» **Source passage**

EMERGENT BIOSOLUTIONS INC. (NYSE:EBS) Files An 8-K Entry into a Material Definitive AgreementItem 1.01Entry into a Material Definitive Agreement.
Share Purchase Agreement
The cash consideration payable at closing is subject to adjustment based on Adapt's outstanding indebtedness, cash, working capital, manufacturing capital expenditures, other third-party payments and unpaid transaction expenses as of closing. The total dollar amount of the Common Stock issuable as consideration for the Acquisition is subject to adjustment based on certain third-party payments payable at closing and the number of shares of Common Stock to be issued will be determined using the volume-weighted average price of the Common Stock for the ten-trading day period ending two trading days prior to the closing date. The milestone consideration consists of two earn-out payments of up to $50 million each, the first of which is payable if net sales of Adapt products (and any competing Emergent products, if any) exceed certain thresholds for the period beginning on January 1, 2018 and ending on December 31, 2019, and the second of which is payable if net sales of Adapt products (and any competing Emergent products, if any) exceed certain thresholds during any single calendar year ending on or prior to December 31, 2022. Any earn-out payments that become due and payable in the future will be subject to adjustment for certain third-party payments.
The Share Purchase Agreement contains customary representations, warranties and covenants, including, among others, covenants requiring Adapt to conduct its business in the ordinary course in the period between the execution of the Share Purchase Agreement and the closing and requiring Emergent and Adapt to use reasonable best efforts to cooperate in completing certain regulatory filings required in connection with the Acquisition. The Share Purchase Agreement also prohibits Adapt from facilitating or entering into any other business combination or material asset purchases, sales or licensing transactions during the period between the execution of the Share Purchase Agreement and the closing. The Share Purchase Agreement requires Emergent to use reasonable best efforts to obtain, arrange and consummate the debt financing for the Acquisition described below as soon as reasonably practicable.
The completion of the Acquisition is subject to certain closing conditions, including the expiration or termination of the applicable waiting period under the Hart-Scott-Rodino Antitrust Improvements Act of 1976, as amended, and certain other customary conditions.
The Share Purchase Agreement also contains certain termination rights for Emergent and Adapt. Upon any termination of the Share Purchase Agreement, the Share Purchase Agreement will become void and have no effect, except that certain specified obligations of Emergent, Adapt and the Sellers will survive, including obligations concerning confidentiality.
The foregoing description of the terms and conditions of the Share Purchase Agreement does not purport to be complete and is qualified in its entirety by reference to the full text of the Share Purchase Agreement, a copy of which is expected to be filed as an exhibit to Emergent's next Quarterly Report on Form 10-Q.

» **Data for review**
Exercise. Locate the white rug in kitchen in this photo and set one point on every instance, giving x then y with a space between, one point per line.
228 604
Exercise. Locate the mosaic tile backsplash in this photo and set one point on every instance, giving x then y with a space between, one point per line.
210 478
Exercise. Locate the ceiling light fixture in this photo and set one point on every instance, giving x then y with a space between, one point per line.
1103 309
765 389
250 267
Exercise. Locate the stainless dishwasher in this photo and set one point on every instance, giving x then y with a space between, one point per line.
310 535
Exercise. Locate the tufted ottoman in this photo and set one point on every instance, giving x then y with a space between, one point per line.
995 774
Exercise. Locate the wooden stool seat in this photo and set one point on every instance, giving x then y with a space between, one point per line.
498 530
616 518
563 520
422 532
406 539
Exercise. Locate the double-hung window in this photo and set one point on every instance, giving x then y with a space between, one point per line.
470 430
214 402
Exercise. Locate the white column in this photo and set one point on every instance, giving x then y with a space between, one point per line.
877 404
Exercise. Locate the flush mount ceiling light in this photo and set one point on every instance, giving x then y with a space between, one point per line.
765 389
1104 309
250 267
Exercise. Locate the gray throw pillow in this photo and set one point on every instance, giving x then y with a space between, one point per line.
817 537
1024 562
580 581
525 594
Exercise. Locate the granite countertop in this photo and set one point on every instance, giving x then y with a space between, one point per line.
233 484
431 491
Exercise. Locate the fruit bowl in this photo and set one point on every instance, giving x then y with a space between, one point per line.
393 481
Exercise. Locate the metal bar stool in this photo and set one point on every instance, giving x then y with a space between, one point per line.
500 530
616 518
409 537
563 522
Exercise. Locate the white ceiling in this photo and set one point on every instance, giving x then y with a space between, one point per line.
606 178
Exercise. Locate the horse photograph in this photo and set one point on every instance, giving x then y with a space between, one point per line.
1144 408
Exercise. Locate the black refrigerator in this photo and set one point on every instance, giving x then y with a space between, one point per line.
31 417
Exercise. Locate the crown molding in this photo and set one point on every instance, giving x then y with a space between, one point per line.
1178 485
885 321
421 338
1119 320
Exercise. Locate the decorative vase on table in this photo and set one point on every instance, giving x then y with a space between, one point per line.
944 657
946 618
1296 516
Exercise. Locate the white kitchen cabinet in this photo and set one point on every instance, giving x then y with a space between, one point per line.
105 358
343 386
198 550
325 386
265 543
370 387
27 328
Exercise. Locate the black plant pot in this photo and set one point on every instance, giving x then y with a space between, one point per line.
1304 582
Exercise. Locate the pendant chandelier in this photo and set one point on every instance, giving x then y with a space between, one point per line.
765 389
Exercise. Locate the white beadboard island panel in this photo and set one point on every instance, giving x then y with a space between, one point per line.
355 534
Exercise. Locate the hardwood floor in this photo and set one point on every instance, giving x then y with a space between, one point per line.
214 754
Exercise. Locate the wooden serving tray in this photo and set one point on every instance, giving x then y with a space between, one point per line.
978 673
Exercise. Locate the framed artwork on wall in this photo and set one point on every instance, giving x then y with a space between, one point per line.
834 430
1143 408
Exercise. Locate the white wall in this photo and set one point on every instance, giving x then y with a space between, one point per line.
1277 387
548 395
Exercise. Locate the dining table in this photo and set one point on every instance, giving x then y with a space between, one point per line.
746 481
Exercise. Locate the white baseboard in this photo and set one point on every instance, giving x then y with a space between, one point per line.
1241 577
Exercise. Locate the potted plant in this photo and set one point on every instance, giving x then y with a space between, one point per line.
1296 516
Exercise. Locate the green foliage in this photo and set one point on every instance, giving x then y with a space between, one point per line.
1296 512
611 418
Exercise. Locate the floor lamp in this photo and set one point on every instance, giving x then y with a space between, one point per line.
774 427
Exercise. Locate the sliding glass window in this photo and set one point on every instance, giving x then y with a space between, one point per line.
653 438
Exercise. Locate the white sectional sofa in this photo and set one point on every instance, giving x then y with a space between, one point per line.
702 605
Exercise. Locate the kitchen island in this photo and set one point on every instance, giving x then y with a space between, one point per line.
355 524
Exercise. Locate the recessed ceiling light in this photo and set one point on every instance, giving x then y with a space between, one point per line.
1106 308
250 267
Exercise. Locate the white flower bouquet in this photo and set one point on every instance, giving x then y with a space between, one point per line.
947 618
---
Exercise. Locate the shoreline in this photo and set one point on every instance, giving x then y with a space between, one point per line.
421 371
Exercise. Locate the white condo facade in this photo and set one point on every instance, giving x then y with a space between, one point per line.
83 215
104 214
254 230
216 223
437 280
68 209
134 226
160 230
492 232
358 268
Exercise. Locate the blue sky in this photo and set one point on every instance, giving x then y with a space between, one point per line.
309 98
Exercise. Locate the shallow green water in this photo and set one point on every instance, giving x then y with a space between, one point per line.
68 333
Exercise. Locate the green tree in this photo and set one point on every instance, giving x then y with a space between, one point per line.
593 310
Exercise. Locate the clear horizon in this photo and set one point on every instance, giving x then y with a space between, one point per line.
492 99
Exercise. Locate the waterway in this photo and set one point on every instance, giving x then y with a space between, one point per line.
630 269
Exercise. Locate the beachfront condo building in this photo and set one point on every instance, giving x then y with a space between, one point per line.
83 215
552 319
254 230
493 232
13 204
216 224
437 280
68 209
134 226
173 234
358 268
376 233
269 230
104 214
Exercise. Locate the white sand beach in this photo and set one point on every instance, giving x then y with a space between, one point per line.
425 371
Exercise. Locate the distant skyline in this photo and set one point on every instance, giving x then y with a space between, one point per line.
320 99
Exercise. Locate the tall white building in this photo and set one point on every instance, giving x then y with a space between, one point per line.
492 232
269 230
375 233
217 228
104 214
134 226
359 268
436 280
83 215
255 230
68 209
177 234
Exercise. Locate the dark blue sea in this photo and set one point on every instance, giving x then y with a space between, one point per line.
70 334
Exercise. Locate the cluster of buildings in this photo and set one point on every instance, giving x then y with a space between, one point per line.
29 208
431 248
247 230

» **Problems to work on**
1. In the filing excerpt, copy the passage between "The completion of" and "obligations concerning confidentiality.", inclusive, replacing "confidentiality" with "non-disclosure".
2. According to the filing excerpt, what items is the cash consideration payable at closing adjusted by?
None of the listing is needed for the work that follows.

» **List of answers**
1.
The completion of the Acquisition is subject to certain closing conditions, including the expiration or termination of the applicable waiting period under the Hart-Scott-Rodino Antitrust Improvements Act of 1976, as amended, and certain other customary conditions.
The Share Purchase Agreement also contains certain termination rights for Emergent and Adapt. Upon any termination of the Share Purchase Agreement, the Share Purchase Agreement will become void and have no effect, except that certain specified obligations of Emergent, Adapt and the Sellers will survive, including obligations concerning non-disclosure.

2.
- Adapt's outstanding indebtedness
- cash
- working capital
- manufacturing capital expenditures
- other third-party payments
- unpaid transaction expenses